___ Provided data ___

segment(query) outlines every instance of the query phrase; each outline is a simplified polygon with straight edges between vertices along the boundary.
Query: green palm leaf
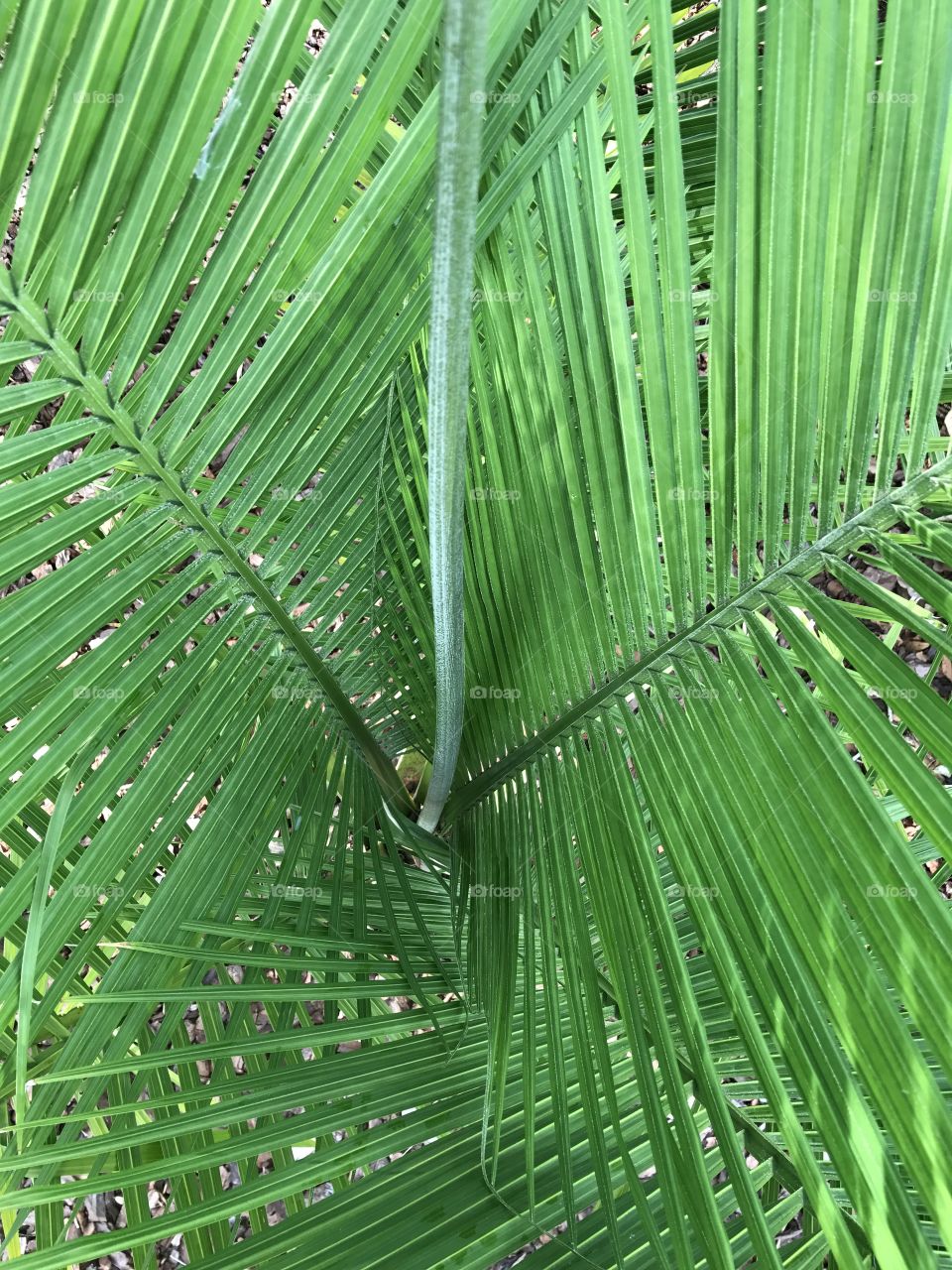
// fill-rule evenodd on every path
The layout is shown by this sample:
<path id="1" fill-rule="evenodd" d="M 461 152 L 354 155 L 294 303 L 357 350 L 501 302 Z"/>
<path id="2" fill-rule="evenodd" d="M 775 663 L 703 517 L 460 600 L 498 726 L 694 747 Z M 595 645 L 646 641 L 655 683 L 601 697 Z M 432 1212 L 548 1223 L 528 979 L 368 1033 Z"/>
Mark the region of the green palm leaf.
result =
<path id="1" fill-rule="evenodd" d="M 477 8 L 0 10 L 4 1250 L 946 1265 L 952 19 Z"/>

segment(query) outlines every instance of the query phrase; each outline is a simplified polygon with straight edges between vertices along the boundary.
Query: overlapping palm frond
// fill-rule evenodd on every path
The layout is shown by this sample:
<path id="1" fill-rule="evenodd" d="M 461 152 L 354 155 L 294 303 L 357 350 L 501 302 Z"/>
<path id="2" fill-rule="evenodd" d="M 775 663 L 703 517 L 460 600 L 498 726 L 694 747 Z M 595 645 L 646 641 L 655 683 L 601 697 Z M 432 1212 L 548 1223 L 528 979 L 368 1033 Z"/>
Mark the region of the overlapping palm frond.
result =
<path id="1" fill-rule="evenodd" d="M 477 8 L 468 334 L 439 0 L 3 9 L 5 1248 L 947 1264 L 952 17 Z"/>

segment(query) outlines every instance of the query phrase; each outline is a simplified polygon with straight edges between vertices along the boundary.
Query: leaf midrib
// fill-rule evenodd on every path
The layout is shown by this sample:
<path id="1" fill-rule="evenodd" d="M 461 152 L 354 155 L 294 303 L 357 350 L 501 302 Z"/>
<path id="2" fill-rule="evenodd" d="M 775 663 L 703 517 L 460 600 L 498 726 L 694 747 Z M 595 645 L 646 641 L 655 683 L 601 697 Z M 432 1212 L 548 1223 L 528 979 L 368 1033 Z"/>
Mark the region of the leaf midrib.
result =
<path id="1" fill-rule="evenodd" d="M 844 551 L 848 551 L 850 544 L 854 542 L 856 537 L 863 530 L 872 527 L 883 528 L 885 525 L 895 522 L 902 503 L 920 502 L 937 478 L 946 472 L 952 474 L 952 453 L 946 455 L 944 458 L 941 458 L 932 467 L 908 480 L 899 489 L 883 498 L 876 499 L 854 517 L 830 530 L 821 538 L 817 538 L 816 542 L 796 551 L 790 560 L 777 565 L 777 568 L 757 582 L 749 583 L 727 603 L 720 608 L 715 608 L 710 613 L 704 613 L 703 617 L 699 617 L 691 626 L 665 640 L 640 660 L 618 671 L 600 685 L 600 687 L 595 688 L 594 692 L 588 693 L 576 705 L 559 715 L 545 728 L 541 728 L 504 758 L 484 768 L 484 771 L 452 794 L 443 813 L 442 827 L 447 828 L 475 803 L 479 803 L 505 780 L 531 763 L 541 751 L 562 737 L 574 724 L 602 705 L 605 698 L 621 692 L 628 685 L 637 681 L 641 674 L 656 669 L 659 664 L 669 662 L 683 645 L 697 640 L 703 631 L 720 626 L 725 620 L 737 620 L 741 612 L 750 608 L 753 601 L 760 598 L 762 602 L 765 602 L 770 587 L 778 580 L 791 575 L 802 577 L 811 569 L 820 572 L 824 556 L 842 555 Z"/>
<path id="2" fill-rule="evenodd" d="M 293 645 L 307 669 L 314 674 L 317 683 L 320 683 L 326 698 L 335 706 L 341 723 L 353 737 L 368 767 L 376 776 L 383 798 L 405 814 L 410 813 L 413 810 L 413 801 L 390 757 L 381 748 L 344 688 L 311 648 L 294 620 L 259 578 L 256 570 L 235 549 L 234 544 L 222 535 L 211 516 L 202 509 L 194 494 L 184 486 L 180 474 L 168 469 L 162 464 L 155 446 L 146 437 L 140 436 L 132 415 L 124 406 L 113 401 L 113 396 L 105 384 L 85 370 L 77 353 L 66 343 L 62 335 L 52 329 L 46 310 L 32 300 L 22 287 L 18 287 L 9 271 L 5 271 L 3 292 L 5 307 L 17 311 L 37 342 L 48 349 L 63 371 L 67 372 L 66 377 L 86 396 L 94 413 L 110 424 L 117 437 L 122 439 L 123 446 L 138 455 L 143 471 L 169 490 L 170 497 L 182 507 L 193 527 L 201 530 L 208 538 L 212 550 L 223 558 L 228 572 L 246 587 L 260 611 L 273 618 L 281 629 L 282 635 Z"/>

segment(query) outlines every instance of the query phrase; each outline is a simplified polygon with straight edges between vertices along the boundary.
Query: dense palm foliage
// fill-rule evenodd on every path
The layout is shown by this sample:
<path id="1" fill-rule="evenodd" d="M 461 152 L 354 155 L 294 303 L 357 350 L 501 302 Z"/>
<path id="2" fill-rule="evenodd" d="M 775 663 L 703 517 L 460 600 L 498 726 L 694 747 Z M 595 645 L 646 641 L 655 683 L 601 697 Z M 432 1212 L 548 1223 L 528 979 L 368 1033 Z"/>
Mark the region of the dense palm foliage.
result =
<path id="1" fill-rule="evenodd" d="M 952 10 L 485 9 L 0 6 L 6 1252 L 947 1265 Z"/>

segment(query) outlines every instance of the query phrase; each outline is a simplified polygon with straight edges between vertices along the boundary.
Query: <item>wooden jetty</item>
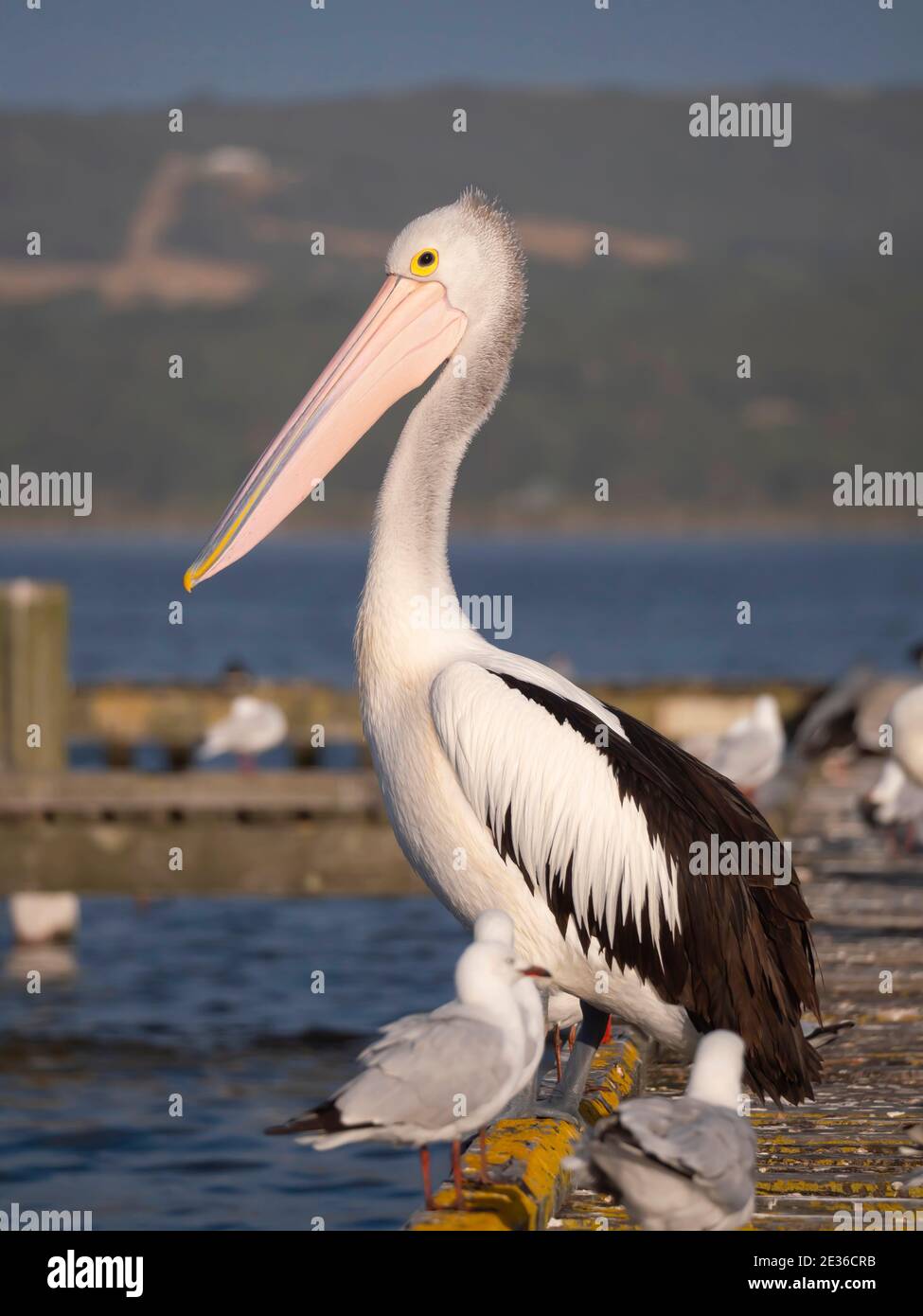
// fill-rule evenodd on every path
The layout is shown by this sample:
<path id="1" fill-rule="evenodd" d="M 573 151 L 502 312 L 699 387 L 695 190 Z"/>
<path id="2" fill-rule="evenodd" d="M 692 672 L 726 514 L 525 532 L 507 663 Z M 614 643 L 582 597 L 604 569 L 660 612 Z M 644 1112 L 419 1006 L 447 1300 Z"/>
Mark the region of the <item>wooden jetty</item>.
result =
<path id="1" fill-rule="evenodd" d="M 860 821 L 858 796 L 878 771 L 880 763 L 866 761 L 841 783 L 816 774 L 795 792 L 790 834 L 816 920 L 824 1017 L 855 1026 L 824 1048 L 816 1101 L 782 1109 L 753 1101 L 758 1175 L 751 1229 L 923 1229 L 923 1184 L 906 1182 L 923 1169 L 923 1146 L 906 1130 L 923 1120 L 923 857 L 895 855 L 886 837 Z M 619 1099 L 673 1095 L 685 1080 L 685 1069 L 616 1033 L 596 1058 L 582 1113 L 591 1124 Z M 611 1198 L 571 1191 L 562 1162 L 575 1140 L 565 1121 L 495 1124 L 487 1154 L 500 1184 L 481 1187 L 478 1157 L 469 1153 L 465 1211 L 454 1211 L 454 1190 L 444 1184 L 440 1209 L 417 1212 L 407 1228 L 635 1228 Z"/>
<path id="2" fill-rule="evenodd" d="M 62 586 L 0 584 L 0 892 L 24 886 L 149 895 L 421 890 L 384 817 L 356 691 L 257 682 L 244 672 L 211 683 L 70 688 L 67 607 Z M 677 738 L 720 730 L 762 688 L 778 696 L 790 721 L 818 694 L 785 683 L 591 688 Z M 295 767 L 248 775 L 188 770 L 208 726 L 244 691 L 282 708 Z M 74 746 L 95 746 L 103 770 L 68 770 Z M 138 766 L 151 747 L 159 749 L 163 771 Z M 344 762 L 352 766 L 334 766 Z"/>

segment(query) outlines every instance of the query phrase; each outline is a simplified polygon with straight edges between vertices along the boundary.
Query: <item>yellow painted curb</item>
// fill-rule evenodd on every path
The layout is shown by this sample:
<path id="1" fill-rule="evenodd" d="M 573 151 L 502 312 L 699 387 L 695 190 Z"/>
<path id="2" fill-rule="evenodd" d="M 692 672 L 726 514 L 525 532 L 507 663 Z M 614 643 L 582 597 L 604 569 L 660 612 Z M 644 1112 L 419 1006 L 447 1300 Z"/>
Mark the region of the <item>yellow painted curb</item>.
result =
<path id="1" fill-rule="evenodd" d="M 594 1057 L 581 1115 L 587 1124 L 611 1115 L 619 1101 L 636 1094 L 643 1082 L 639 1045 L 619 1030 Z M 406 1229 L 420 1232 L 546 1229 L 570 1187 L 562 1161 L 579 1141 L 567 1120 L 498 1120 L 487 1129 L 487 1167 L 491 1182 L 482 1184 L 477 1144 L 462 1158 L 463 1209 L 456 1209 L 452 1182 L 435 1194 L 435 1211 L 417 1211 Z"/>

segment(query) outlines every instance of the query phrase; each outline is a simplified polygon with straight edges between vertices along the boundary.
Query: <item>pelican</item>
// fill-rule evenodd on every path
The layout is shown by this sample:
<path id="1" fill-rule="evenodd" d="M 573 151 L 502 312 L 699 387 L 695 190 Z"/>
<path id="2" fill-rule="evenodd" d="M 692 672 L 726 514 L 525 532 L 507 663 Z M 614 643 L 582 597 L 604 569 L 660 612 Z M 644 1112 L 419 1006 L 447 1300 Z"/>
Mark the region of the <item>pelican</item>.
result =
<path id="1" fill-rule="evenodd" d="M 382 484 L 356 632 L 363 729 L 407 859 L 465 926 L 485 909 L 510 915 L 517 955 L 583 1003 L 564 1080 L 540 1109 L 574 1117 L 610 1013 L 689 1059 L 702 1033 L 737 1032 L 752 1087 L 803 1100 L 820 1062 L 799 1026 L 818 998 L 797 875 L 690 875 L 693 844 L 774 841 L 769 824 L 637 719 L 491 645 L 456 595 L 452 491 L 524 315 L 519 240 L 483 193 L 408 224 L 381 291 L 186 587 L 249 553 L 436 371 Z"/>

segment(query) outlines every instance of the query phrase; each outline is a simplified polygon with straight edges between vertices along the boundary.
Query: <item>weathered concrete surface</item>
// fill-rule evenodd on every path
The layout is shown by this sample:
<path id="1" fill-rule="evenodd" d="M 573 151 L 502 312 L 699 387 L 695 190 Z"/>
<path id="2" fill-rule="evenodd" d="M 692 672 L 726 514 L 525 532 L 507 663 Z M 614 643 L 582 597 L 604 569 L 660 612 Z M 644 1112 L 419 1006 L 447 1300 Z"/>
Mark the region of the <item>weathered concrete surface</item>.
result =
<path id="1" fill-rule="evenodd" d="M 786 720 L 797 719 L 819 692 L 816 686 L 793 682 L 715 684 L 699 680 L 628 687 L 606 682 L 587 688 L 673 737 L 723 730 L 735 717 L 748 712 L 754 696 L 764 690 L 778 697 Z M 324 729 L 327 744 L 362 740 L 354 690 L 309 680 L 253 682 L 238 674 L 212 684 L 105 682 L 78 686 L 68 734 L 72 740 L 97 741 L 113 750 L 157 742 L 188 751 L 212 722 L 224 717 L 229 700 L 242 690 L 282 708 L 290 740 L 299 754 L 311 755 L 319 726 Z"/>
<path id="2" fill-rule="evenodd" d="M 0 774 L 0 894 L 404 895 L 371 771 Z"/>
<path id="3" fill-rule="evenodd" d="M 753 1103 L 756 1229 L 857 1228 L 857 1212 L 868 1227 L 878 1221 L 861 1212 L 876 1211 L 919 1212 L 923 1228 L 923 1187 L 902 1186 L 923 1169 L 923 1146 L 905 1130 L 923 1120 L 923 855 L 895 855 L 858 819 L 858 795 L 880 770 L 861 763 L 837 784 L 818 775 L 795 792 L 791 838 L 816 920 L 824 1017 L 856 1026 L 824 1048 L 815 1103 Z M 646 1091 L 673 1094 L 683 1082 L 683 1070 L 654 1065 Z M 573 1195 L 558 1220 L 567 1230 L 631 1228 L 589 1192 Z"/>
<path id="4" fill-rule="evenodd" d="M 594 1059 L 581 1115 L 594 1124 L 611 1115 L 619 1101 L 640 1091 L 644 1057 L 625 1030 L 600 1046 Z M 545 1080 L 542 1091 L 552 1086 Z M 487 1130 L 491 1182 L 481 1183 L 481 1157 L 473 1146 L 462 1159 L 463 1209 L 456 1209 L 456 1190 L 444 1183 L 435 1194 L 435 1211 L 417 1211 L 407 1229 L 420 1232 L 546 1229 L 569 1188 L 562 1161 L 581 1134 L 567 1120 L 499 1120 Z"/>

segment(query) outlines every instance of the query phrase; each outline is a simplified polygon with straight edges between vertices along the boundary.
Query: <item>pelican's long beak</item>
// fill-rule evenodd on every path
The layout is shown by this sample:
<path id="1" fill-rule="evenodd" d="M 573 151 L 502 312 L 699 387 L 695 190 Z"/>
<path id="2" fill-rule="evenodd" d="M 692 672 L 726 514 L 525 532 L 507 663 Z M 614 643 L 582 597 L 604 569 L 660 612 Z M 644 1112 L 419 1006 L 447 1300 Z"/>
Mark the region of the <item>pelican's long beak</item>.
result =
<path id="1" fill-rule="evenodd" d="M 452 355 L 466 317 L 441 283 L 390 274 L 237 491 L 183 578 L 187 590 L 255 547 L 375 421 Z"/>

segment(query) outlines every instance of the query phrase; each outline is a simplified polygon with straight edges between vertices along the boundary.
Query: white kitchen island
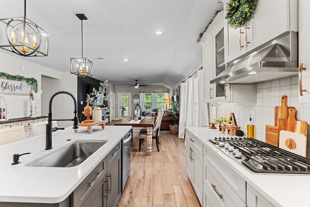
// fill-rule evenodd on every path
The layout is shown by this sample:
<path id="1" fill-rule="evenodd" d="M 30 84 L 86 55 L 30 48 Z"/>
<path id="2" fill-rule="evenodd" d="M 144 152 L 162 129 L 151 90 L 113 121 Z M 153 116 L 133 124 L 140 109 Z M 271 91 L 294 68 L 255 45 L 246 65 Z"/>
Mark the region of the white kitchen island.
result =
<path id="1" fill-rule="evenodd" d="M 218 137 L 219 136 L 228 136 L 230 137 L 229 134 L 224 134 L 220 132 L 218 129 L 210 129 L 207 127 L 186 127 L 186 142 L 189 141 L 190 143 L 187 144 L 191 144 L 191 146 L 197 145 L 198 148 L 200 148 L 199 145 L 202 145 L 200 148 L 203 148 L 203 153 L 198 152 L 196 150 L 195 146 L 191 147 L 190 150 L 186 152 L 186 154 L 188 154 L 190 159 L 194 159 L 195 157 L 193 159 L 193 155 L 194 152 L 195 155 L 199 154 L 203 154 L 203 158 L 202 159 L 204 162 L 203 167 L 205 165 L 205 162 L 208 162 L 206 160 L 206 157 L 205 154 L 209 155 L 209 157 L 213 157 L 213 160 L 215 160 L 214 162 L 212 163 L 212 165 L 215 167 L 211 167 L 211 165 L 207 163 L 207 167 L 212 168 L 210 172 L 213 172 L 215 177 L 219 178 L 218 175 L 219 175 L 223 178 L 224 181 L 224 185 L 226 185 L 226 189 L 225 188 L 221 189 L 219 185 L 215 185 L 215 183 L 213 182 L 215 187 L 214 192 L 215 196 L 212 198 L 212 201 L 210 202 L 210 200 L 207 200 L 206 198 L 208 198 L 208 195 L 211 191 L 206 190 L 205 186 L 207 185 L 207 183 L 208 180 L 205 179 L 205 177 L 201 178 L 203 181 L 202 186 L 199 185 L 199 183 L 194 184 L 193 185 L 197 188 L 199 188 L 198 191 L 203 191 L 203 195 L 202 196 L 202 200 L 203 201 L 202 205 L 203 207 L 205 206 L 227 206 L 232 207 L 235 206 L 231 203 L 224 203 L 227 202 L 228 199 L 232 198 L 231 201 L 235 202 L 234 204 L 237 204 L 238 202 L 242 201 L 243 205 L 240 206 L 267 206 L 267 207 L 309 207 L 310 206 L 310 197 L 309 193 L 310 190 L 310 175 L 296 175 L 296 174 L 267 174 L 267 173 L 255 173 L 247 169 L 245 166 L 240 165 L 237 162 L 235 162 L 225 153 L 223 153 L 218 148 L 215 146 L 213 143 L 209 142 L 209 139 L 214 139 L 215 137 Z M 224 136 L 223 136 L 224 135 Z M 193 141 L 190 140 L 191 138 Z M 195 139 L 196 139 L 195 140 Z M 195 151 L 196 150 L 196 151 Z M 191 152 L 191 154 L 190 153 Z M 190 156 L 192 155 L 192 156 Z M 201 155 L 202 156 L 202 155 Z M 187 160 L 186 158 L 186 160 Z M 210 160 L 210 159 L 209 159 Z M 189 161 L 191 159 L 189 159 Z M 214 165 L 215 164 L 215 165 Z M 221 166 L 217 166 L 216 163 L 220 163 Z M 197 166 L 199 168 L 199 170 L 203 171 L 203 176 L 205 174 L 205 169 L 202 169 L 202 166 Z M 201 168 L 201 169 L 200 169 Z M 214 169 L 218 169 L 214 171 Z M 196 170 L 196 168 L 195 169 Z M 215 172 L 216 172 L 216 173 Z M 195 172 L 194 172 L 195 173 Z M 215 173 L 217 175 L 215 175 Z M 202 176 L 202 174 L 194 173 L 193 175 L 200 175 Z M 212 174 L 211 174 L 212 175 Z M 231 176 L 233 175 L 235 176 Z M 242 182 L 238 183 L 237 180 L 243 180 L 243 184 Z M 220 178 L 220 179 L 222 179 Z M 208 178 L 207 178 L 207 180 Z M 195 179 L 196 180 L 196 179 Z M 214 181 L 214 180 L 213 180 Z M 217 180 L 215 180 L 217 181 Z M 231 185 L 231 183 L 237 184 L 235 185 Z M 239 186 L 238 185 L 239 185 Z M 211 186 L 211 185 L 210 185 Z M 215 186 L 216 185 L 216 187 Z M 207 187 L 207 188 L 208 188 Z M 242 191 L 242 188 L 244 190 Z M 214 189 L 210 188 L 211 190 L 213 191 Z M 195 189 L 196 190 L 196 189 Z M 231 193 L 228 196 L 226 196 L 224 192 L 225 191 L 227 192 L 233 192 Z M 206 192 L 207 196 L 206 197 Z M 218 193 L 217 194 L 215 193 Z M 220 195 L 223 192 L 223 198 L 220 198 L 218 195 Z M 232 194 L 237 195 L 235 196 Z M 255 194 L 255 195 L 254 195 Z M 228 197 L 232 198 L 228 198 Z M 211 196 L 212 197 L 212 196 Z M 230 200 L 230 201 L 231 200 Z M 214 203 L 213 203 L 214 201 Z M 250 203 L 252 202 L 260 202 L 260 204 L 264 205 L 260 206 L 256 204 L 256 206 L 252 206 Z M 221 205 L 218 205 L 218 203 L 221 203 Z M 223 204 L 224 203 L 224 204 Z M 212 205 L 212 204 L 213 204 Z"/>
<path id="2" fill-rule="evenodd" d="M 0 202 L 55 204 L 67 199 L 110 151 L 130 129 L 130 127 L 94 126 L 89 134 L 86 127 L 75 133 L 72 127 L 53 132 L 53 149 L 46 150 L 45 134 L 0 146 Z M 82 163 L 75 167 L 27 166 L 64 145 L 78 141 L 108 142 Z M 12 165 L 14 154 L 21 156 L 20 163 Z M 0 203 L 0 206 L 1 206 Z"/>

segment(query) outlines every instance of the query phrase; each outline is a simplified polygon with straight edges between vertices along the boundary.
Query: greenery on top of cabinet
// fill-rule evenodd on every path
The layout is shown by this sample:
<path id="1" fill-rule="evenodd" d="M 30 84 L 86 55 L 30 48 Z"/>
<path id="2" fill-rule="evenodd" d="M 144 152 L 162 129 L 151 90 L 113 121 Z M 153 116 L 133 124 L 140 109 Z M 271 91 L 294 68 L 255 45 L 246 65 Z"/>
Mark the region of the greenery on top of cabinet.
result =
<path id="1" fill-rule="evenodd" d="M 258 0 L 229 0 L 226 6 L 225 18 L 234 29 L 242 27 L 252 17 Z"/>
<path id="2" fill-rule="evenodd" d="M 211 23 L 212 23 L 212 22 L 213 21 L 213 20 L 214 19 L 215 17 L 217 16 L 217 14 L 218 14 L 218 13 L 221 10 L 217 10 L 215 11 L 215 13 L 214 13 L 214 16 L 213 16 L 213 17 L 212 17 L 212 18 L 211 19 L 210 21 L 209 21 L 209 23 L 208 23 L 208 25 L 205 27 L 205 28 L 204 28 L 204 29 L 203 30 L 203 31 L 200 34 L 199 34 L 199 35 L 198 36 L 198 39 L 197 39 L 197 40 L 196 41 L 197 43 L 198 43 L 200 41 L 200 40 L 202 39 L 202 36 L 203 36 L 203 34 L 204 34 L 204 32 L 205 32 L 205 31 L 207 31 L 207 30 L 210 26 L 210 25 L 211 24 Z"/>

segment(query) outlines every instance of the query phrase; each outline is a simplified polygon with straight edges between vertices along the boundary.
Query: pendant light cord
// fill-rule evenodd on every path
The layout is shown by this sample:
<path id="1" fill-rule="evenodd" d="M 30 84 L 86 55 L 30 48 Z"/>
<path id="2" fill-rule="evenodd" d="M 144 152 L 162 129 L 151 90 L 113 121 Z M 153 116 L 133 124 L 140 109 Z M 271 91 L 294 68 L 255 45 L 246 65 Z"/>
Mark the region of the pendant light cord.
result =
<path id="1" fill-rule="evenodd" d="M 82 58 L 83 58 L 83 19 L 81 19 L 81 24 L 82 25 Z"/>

___

• Aim: Pull out each line in the rows above that contains the string "curb", copying the lines unchanged.

• Reply to the exercise:
Query: <item>yellow painted curb</item>
Mark the region of the <item>yellow painted curb</item>.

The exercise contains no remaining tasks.